══ SOURCE

In real code, I've seen at most two ranges per block.  At the moment,
I don't think that GCC is overly aggressive at splitting functions into
multiple ranges.  Most functions occupy just one range.

Jakub's test case called abort().  The function in which abort() appeared
was split into two ranges.  One range contained the call to abort; the other
had the rest of the function.

I've also seen C++ functions with try/catch broken up into more than one
range.  The less frequently used case is placed within a "cold" range.

Kevin

Patch

diff --git a/gdb/block.c b/gdb/block.c
index f26d169..43234ee 100644
--- a/gdb/block.c
+++ b/gdb/block.c
@@ -65,6 +65,21 @@  block_gdbarch (const struct block *block)
   return get_objfile_arch (block_objfile (block));
 }
 
+/* See block.h.  */
+
+bool
+block_contains_pc (const struct block *b, CORE_ADDR pc)
+{
+  if (BLOCK_CONTIGUOUS_P (b))
+    return (BLOCK_START (b) <= pc && pc < BLOCK_END (b));
+  else
+    for (int i = 0; i < BLOCK_NRANGES (b); i++)
+      if (BLOCK_RANGE_START (b, i) <= pc && pc < BLOCK_RANGE_END (b, i))
+        return true;
+
+  return false;
+}
+
 /* Return Nonzero if block a is lexically nested within block b,
    or if a and b have the same pc range.
    Return zero otherwise.  */
@@ -807,3 +822,27 @@  block_find_non_opaque_type_preferred (struct symbol *sym, void *data)
   *best = sym;
   return 0;
 }
+
+/* See block.h.  */
+
+struct blockranges *
+make_blockranges (struct objfile * objfile,
+                  std::vector<std::pair<CORE_ADDR, CORE_ADDR>> &rangevec)
+{
+  struct blockranges *blr;
+  size_t n = rangevec.size();
+
+  blr = (struct blockranges *)
+    obstack_alloc (&objfile->objfile_obstack,
+                   sizeof (struct blockranges)
+		   + (n - 1) * sizeof (struct blockrange));
+
+  blr->nranges = n;
+  for (int i = 0; i < n; i++)
+    {
+      blr->range[i].startaddr = rangevec[i].first;
+      blr->range[i].endaddr = rangevec[i].second;
+    }
+  return blr;
+}
+
diff --git a/gdb/block.h b/gdb/block.h
index ff12725..ec89b62 100644
--- a/gdb/block.h
+++ b/gdb/block.h
@@ -31,6 +31,32 @@  struct using_direct;
 struct obstack;
 struct addrmap;
 
+/* Blocks can occupy non-contiguous address ranges.  When this occurs,
+   startaddr and endaddr within struct block (still) specify the lowest
+   and highest addresses of all ranges, but each individual range is
+   specified by the addresses in struct blockrange.  */
+
+struct blockrange
+{
+
+  /* Lowest address in this range.  */
+
+  CORE_ADDR startaddr;
+
+  /* One past the highest address in the range.  */
+
+  CORE_ADDR endaddr;
+};
+
+/* Two or more non-contiguous ranges in the same order as that provided
+   via the debug info.  */
+
+struct blockranges
+{
+  int nranges;
+  struct blockrange range[1];
+};
+
 /* All of the name-scope contours of the program
    are represented by `struct block' objects.

════
══ EXTRACTED RECORDS

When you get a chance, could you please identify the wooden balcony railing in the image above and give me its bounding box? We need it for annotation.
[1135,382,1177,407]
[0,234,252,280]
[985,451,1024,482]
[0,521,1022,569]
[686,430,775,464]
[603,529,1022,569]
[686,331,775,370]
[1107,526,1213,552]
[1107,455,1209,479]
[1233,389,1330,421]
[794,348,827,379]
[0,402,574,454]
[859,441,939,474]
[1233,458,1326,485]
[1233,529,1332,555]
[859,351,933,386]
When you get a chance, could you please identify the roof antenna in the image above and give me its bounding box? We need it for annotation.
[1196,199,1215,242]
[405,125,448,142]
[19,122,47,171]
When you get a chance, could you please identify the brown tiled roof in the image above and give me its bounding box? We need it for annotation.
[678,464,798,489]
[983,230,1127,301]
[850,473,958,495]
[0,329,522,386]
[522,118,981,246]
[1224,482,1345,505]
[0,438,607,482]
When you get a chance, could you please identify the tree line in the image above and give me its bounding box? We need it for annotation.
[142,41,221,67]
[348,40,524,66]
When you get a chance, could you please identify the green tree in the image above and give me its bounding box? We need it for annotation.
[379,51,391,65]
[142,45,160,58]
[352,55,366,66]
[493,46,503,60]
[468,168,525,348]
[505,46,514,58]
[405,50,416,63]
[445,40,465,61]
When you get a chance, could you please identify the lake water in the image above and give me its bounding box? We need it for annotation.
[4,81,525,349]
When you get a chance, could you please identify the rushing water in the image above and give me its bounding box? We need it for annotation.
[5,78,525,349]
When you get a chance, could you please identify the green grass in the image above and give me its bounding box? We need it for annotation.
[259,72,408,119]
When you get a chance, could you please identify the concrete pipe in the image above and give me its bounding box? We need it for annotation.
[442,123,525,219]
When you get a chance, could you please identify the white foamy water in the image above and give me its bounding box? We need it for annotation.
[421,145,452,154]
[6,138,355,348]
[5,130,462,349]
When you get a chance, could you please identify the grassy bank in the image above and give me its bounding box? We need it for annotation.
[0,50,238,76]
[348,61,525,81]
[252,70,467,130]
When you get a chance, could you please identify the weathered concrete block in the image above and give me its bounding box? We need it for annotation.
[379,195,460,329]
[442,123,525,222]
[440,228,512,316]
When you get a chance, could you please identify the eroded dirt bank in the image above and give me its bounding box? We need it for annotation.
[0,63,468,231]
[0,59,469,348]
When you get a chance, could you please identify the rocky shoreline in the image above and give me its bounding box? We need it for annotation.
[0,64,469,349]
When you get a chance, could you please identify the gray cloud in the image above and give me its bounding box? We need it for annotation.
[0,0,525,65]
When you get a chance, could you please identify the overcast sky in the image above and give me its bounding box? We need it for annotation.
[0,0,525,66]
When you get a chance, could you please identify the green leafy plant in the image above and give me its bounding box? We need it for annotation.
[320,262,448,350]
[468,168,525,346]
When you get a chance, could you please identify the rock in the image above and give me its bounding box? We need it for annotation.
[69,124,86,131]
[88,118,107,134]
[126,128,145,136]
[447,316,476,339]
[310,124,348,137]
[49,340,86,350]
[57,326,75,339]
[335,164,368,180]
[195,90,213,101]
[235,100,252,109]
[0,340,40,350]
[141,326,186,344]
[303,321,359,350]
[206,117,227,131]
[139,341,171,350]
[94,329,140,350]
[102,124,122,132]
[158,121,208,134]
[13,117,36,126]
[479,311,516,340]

════

→ WRITTEN PROBLEM: Reproduce the passage of the block ranges post that begins with the words "I've also seen" and ends after "struct block *block)".

→ ANSWER TO THE PROBLEM:
I've also seen C++ functions with try/catch broken up into more than one
range.  The less frequently used case is placed within a "cold" range.

Kevin

Patch

diff --git a/gdb/block.c b/gdb/block.c
index f26d169..43234ee 100644
--- a/gdb/block.c
+++ b/gdb/block.c
@@ -65,6 +65,21 @@  block_gdbarch (const struct block *block)